* start EXTRACTED MATERIAL *

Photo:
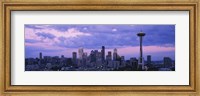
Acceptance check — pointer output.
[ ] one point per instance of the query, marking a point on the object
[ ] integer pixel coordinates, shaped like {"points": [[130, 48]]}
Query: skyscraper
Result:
{"points": [[74, 57], [115, 54], [80, 53], [141, 59], [148, 59], [103, 54], [40, 55]]}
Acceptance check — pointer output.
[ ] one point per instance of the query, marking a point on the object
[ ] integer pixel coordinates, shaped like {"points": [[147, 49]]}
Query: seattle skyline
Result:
{"points": [[63, 39]]}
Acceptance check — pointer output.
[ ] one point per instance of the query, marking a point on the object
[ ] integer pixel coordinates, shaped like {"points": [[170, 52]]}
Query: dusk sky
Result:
{"points": [[63, 39]]}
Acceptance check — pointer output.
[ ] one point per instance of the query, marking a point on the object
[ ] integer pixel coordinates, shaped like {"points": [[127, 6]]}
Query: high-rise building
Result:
{"points": [[103, 54], [148, 59], [122, 58], [92, 56], [40, 55], [167, 62], [80, 53], [115, 54], [74, 57], [109, 56], [141, 59]]}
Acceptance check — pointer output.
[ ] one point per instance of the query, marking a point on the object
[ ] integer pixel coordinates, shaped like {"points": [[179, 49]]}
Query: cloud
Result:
{"points": [[93, 36], [113, 30], [46, 35]]}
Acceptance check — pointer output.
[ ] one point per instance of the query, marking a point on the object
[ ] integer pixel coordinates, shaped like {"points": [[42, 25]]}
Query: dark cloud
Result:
{"points": [[46, 35]]}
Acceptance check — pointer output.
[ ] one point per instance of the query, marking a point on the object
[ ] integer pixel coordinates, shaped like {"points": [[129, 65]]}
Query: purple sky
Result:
{"points": [[63, 39]]}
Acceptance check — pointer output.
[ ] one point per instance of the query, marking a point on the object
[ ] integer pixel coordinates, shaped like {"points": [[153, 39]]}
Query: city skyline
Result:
{"points": [[57, 40]]}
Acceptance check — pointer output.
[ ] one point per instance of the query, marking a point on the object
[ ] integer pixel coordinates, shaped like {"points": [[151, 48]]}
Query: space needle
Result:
{"points": [[141, 59]]}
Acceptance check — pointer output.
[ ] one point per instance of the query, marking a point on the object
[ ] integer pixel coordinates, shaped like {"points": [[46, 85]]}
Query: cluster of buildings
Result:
{"points": [[98, 61], [95, 61]]}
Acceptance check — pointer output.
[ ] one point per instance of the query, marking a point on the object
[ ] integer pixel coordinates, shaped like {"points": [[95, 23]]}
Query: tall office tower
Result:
{"points": [[62, 56], [103, 54], [115, 54], [122, 58], [40, 55], [74, 57], [141, 59], [167, 62], [148, 59], [80, 53], [109, 55], [92, 56]]}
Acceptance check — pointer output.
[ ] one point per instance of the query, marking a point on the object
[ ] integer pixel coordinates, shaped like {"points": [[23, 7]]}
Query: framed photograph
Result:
{"points": [[100, 46]]}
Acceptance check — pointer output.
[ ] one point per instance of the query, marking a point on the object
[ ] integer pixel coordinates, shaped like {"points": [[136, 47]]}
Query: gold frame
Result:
{"points": [[191, 6]]}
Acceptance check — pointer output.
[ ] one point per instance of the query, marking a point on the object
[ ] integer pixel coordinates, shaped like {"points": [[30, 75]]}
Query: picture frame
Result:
{"points": [[99, 5]]}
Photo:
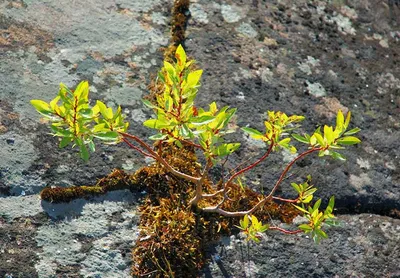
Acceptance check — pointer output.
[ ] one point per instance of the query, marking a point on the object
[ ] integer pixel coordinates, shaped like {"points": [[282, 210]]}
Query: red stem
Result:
{"points": [[278, 182], [285, 200], [286, 231], [161, 160], [252, 165], [270, 195]]}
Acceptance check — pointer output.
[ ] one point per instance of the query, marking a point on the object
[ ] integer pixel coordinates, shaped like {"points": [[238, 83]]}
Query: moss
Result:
{"points": [[180, 17], [117, 180], [173, 237]]}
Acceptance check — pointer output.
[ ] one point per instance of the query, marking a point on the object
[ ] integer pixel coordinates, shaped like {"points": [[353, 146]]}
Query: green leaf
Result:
{"points": [[284, 142], [86, 113], [321, 233], [328, 134], [84, 152], [82, 91], [320, 140], [202, 120], [348, 117], [296, 187], [263, 228], [337, 156], [158, 136], [352, 131], [65, 141], [349, 140], [170, 70], [307, 199], [193, 78], [92, 147], [245, 223], [300, 138], [317, 205], [149, 104], [301, 209], [61, 131], [180, 56], [106, 112], [339, 121], [156, 123], [225, 149], [255, 134], [305, 227]]}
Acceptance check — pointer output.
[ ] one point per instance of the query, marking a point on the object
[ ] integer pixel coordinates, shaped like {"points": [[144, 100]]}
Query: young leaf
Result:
{"points": [[84, 152], [305, 227], [301, 209], [40, 105], [300, 138], [320, 140], [193, 78], [202, 120], [339, 121], [349, 140], [180, 56], [107, 136], [328, 133], [337, 156], [149, 104], [296, 187], [65, 141], [352, 131], [316, 205], [348, 117], [158, 136], [255, 134], [106, 112]]}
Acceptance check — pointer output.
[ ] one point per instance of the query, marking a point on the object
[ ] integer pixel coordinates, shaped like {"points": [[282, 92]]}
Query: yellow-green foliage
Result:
{"points": [[184, 208]]}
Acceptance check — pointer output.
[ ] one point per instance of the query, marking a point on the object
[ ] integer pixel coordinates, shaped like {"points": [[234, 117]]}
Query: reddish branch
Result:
{"points": [[161, 160], [270, 196], [285, 231]]}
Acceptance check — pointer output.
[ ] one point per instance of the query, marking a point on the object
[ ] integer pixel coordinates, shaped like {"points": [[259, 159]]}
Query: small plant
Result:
{"points": [[178, 122]]}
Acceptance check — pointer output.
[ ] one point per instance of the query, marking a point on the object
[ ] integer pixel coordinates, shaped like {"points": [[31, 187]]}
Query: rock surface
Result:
{"points": [[301, 57]]}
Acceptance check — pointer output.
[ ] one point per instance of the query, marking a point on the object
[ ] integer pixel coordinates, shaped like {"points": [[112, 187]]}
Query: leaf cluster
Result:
{"points": [[73, 119], [331, 138], [317, 219], [252, 228], [277, 127], [178, 120]]}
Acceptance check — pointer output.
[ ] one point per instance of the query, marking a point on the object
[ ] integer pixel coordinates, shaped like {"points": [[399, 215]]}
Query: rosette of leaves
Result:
{"points": [[331, 138], [177, 119], [78, 123], [277, 128]]}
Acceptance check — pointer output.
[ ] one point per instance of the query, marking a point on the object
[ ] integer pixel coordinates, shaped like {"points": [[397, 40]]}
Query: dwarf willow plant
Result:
{"points": [[178, 121]]}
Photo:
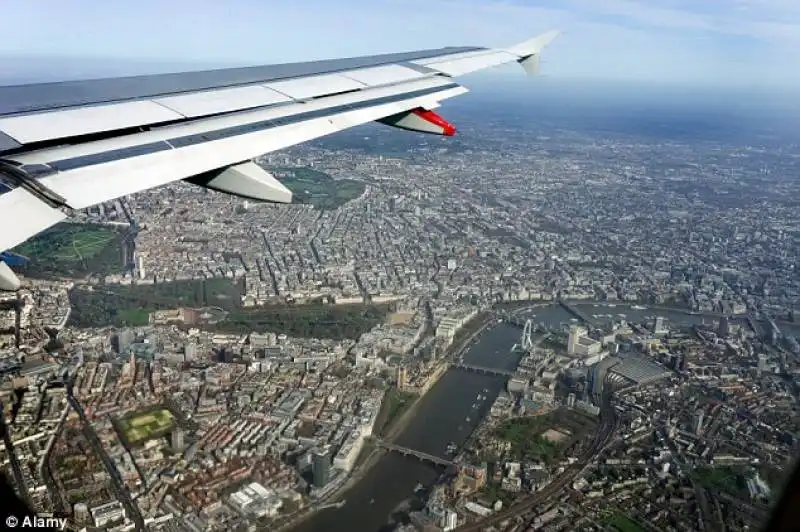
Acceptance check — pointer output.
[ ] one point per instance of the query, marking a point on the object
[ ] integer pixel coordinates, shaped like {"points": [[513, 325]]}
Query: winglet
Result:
{"points": [[529, 51]]}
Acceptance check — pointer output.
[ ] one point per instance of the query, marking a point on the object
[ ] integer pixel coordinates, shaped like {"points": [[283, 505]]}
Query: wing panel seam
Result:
{"points": [[82, 161]]}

* end EXTRACTED MATERIAL *

WRITTEN EXERCISE:
Pull out every line of the material above that contains the string "leaf", with case counting.

FINAL RESULT:
Query: green leaf
Query: young leaf
Query: leaf cluster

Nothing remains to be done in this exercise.